--- Entries provided ---
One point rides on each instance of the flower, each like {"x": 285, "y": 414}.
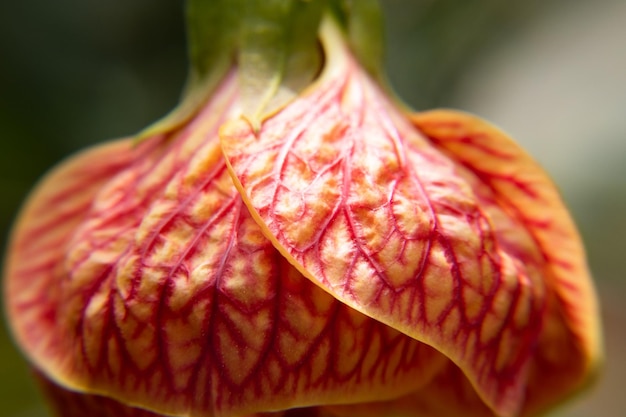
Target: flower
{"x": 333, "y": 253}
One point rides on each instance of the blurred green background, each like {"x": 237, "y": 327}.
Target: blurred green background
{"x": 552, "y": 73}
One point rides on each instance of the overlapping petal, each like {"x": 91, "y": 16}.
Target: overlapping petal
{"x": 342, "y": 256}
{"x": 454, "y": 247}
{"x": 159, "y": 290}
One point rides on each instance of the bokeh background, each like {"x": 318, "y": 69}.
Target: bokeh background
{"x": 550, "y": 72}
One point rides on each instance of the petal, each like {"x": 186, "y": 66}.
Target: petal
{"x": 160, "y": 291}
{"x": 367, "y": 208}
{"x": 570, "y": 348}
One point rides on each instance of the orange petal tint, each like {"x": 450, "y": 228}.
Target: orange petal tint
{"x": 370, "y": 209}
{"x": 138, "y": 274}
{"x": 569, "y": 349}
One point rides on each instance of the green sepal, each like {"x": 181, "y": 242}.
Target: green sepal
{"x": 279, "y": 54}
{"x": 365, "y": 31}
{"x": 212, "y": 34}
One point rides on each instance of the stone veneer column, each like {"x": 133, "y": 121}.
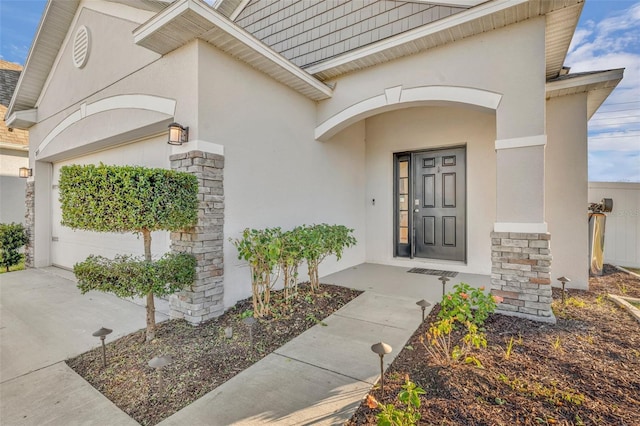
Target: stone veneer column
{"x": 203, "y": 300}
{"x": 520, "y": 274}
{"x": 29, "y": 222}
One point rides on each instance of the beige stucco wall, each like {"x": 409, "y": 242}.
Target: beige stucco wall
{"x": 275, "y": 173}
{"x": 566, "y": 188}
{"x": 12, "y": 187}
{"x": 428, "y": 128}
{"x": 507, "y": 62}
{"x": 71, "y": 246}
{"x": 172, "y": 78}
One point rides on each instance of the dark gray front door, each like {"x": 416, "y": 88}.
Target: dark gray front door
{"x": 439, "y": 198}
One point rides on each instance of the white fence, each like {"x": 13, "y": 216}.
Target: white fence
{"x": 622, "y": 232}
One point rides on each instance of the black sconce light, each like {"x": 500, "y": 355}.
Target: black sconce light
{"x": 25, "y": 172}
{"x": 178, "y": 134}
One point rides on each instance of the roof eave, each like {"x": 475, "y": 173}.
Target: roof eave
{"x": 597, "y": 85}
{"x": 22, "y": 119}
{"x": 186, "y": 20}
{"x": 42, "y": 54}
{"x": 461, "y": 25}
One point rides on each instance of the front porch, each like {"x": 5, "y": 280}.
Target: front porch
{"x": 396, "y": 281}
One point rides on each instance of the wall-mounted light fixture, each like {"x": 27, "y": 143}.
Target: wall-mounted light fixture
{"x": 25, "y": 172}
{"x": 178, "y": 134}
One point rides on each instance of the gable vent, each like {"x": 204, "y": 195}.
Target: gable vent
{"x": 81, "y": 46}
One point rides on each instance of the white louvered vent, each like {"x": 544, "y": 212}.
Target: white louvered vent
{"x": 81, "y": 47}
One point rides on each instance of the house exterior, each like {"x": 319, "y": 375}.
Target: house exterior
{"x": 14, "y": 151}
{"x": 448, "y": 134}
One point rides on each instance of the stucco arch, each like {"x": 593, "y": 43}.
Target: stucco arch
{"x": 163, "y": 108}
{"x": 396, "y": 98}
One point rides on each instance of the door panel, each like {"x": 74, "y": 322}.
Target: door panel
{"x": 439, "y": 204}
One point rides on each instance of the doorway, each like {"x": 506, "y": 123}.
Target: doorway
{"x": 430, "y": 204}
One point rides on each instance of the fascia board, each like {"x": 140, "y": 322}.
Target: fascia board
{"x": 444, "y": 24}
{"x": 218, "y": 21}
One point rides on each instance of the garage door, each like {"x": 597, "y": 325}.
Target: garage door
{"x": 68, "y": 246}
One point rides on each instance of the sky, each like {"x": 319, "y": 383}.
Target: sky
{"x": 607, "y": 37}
---
--- Entries provided ---
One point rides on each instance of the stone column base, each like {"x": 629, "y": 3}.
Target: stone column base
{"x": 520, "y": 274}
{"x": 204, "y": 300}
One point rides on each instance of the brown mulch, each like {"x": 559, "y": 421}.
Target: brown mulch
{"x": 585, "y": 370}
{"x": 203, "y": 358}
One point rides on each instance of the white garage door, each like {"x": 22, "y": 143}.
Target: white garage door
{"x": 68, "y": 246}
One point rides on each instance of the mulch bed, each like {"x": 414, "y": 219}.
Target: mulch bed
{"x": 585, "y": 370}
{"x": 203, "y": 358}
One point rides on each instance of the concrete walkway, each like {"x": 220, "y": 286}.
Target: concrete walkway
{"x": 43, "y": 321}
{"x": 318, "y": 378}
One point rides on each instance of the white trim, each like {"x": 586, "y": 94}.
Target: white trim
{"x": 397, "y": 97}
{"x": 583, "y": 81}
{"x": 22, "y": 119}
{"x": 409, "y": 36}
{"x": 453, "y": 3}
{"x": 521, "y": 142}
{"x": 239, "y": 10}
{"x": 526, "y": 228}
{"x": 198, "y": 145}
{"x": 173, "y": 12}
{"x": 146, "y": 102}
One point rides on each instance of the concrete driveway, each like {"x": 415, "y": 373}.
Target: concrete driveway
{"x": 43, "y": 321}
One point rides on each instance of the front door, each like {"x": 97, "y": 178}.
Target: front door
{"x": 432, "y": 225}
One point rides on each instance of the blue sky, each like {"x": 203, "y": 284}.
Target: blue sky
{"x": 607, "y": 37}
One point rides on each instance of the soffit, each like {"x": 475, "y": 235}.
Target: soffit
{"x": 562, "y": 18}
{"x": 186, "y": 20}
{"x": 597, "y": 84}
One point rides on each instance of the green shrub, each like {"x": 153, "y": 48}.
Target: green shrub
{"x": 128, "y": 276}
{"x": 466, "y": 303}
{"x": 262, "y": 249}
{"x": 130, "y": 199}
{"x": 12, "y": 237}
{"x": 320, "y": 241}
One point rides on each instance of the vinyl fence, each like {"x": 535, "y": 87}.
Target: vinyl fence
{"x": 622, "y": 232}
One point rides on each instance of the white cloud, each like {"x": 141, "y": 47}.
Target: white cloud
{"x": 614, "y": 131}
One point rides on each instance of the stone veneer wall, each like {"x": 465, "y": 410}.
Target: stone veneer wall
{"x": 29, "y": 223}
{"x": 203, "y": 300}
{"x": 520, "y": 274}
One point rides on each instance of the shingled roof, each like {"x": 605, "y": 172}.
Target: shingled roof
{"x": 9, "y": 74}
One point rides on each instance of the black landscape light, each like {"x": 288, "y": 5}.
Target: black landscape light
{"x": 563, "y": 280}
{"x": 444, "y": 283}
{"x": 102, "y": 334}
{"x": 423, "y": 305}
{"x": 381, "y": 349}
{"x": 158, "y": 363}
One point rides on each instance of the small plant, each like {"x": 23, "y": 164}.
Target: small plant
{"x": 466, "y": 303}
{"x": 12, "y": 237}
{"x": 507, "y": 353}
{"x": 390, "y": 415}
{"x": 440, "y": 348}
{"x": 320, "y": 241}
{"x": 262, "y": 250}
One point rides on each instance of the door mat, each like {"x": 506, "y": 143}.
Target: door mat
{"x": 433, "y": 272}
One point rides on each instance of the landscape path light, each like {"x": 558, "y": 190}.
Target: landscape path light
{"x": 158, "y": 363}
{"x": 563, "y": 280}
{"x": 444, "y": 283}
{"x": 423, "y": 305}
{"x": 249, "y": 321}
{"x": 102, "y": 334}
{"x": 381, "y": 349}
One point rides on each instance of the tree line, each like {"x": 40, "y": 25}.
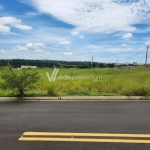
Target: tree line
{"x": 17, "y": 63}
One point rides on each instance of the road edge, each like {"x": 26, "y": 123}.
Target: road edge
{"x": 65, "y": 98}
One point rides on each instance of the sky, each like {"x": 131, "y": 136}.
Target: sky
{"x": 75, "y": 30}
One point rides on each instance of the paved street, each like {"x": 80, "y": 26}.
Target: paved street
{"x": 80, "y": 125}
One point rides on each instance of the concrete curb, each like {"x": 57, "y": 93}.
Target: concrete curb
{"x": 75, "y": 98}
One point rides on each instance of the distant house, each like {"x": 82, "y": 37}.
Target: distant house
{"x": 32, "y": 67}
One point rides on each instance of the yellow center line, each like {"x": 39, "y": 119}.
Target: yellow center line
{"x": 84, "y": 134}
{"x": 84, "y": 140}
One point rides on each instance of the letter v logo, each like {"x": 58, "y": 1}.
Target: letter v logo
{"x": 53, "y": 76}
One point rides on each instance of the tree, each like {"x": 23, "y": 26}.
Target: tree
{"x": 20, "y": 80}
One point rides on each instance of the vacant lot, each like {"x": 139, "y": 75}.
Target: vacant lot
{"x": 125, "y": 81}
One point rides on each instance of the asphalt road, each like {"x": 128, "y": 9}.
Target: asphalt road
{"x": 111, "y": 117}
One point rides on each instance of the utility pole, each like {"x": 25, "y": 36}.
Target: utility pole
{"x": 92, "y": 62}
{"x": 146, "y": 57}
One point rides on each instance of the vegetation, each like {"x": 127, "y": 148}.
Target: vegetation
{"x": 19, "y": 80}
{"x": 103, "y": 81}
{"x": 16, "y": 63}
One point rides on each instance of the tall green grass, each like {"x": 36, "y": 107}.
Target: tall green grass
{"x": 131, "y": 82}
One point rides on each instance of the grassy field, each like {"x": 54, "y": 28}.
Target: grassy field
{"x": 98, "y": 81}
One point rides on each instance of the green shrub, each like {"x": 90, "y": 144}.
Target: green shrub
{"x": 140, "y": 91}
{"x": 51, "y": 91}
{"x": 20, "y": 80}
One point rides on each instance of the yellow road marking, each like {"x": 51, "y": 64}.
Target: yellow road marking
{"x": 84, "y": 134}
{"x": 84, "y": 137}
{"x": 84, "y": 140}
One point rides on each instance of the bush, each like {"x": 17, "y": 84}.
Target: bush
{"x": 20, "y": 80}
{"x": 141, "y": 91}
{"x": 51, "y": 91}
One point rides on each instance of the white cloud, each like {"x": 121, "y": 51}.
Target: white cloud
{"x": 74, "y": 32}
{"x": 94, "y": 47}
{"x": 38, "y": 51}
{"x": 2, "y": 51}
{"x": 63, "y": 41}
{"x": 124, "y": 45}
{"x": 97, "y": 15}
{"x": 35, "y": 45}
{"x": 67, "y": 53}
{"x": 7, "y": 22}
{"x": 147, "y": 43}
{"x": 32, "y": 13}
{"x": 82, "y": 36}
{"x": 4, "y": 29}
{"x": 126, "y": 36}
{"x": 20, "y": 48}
---
### Task to carry out
Report every line above that contains the string "curb", copying each one in full. Case counts.

### Worked answer
One point rides on each instance of the concrete curb, each like {"x": 57, "y": 93}.
Target: concrete curb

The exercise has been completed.